The task → Print every line of the records below without any changes, but leave the pictures out of your copy.

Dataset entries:
☆ ☆ ☆

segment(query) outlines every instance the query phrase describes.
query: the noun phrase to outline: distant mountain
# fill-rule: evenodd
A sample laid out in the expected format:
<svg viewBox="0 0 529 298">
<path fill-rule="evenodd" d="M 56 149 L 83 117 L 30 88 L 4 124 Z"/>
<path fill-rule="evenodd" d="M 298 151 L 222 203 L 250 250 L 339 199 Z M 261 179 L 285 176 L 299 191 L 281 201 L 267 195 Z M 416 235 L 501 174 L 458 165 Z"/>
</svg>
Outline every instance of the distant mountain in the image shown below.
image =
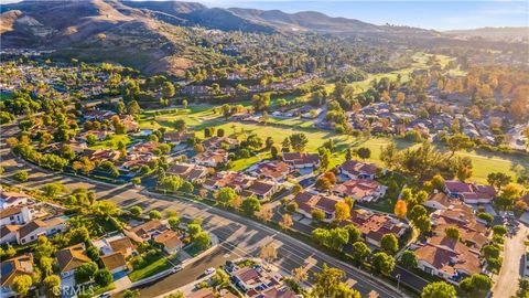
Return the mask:
<svg viewBox="0 0 529 298">
<path fill-rule="evenodd" d="M 472 30 L 451 30 L 444 32 L 462 39 L 485 39 L 492 41 L 527 42 L 529 26 L 478 28 Z"/>
</svg>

☆ ☆ ☆

Response to the exercise →
segment(query) outlines every instance the query phrase describes.
query: the noun phrase to outline: distant mountain
# fill-rule: evenodd
A sample laid out in the expected format:
<svg viewBox="0 0 529 298">
<path fill-rule="evenodd" d="M 56 149 L 83 117 L 30 88 L 4 124 Z"/>
<path fill-rule="evenodd" d="M 298 151 L 222 203 L 250 250 L 339 199 Z M 261 179 L 285 176 L 299 191 L 281 201 L 267 195 Z M 416 235 L 501 174 L 458 165 Z"/>
</svg>
Outline every instance of the distant mountain in the image shown below.
image =
Return the mask:
<svg viewBox="0 0 529 298">
<path fill-rule="evenodd" d="M 472 30 L 451 30 L 444 32 L 462 39 L 485 39 L 492 41 L 527 42 L 529 26 L 478 28 Z"/>
</svg>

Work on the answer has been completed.